What to do: Print every entry exactly as written.

begin Supplied entries

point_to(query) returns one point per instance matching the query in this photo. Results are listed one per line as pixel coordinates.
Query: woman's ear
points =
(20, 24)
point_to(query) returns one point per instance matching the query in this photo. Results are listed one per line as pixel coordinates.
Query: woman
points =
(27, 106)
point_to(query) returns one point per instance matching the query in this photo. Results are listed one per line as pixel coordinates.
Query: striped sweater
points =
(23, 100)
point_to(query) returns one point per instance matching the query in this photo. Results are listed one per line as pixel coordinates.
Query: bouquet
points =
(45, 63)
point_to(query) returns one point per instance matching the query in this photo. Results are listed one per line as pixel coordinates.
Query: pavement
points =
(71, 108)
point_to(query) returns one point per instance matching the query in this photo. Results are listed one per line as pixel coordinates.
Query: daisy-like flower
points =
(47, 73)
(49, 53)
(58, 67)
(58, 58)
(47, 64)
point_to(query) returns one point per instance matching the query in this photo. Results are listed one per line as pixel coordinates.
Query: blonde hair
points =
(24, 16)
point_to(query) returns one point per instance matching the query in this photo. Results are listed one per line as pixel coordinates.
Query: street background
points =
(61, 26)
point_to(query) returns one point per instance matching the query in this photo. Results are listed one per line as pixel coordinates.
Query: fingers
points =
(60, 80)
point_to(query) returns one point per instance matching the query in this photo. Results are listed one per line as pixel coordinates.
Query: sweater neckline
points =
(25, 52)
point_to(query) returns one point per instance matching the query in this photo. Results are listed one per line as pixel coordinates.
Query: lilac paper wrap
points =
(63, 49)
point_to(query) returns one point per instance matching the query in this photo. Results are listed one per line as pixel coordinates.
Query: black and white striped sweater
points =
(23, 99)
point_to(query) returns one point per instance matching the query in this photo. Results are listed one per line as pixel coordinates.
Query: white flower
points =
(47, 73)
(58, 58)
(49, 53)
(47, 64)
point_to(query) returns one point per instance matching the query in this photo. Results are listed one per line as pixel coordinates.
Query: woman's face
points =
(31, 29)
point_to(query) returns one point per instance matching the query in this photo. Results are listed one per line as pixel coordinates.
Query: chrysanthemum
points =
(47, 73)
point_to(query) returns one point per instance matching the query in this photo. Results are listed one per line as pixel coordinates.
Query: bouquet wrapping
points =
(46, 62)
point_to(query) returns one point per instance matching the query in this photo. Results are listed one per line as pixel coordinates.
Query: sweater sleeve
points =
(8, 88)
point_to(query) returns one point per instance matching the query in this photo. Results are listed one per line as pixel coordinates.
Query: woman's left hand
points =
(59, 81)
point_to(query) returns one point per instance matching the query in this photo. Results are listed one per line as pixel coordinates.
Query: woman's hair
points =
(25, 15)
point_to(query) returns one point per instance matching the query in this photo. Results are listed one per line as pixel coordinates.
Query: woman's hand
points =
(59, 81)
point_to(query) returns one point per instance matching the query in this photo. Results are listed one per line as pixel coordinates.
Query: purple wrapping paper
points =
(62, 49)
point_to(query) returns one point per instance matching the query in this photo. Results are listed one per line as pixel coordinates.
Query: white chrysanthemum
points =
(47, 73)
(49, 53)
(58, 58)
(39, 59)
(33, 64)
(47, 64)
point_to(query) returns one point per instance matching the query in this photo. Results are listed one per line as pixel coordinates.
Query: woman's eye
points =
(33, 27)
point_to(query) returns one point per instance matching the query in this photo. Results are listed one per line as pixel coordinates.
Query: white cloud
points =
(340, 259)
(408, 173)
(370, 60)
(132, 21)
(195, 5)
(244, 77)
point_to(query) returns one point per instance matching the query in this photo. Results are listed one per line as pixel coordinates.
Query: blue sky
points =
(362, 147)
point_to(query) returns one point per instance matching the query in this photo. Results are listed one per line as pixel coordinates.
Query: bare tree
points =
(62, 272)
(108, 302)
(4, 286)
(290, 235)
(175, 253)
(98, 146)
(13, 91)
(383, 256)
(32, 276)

end Supplied entries

Exercise result:
point_to(query) returns one point per instance matching the query in this photo. Results are listed one per line as pixel coordinates.
Query: woman's ear
points =
(20, 24)
point_to(query) returns one point per instance matching the query in this photo. Results are listed one per line as pixel coordinates.
Query: woman
points =
(27, 106)
point_to(query) returns one point per instance matching the query in this photo. Results are listed one per line as pixel coordinates.
Query: striped sweater
points =
(23, 100)
point_to(query) returns one point per instance matching the query in this photo. Results are listed one per line as pixel coordinates.
Query: bouquet
points =
(45, 63)
point_to(query) returns one point per instance matching the query in this photo. Results are listed one per line as pixel coordinates.
Query: pavement
points =
(71, 108)
point_to(query) returns one point per instance matching the query in this photo. Results are listed one per line as pixel coordinates.
Query: daisy-like flower
points =
(47, 73)
(49, 53)
(58, 67)
(58, 58)
(47, 64)
point_to(query) returns one point per instance matching the query in this photo. Results are listed one per line as pixel coordinates.
Query: blonde hair
points =
(24, 16)
point_to(query) returns one point per instance matching the query in this photo. Results are listed one per line as pixel coordinates.
Query: street background
points =
(61, 26)
point_to(query) returns one point per instance matching the query in this photo. Results are listed one per line as pixel coordinates.
Query: fingers
points =
(60, 80)
point_to(query) returns one point per instance matching the query in this photo. Results are listed one per line as pixel coordinates.
Query: sweater neckline
points =
(25, 52)
point_to(query) returns one point per instance matching the query in this photo. Results are listed one per line as pixel coordinates.
Query: lilac paper wrap
points =
(63, 49)
point_to(query) returns one point per instance matching the query in this photo. Results are listed one per line as pixel coordinates.
Query: black and white striped sweater
points =
(23, 99)
point_to(query) returns one point per instance matching the query in this photo. Results are listed one per line as pixel coordinates.
Query: white flower
points =
(47, 73)
(58, 58)
(49, 53)
(47, 64)
point_to(query) returns one point per instance matching the query in this photo. Results are listed one per line as pixel coordinates.
Query: woman's face
points =
(31, 29)
point_to(query) returns one point per instance matching the query in this photo. Results are listed one per line as pixel coordinates.
Query: chrysanthemum
points =
(47, 73)
point_to(query) returns one point per instance matching the query in this photo. Results are listed one per line as pixel coordinates.
Query: bouquet wrapping
points =
(46, 62)
point_to(query) returns one point per instance matching the query in this photo. Results are listed one per line as pixel coordinates.
Query: sweater sleeve
points =
(8, 88)
point_to(query) returns one point per instance matching the query in this photo. Results are listed one per line as pixel coordinates.
Query: woman's left hand
points =
(59, 81)
point_to(query) returns one point per instance matching the query in this photo. Results are listed one per line as pixel coordinates.
Query: woman's hair
points =
(25, 15)
point_to(query) returns one point per instance matching the query in this photo. Results are listed one per line as pixel coordinates.
Query: woman's hand
points =
(59, 81)
point_to(query) returns one point per instance matching the query in this photo. Results are listed one per line as pixel coordinates.
Query: purple wrapping paper
points =
(62, 49)
point_to(query) returns one point per instance matching the query in this photo. Results are listed one per line as pixel coordinates.
Query: white chrysanthemum
points =
(47, 73)
(49, 53)
(58, 58)
(39, 59)
(33, 64)
(47, 64)
point_to(query) returns one point per instance matching the query in this photo. Results are listed one per line as pixel coordinates.
Query: woman's eye
points =
(33, 27)
point_to(query) returns one point per instance matching the query in this photo. Results are listed one per line as pixel coordinates.
Query: white cloud
points =
(340, 259)
(408, 173)
(370, 60)
(132, 21)
(195, 5)
(244, 77)
point_to(query) returns one point per instance matching the query in this photo. Results are listed one per line as pixel coordinates.
Query: blue sky
points =
(362, 147)
point_to(query) returns one point per instance matching the query in this photo. Results are listed one per line as pixel coordinates.
Query: bare tree
points =
(62, 272)
(108, 302)
(4, 286)
(290, 235)
(175, 253)
(98, 146)
(13, 91)
(383, 256)
(32, 276)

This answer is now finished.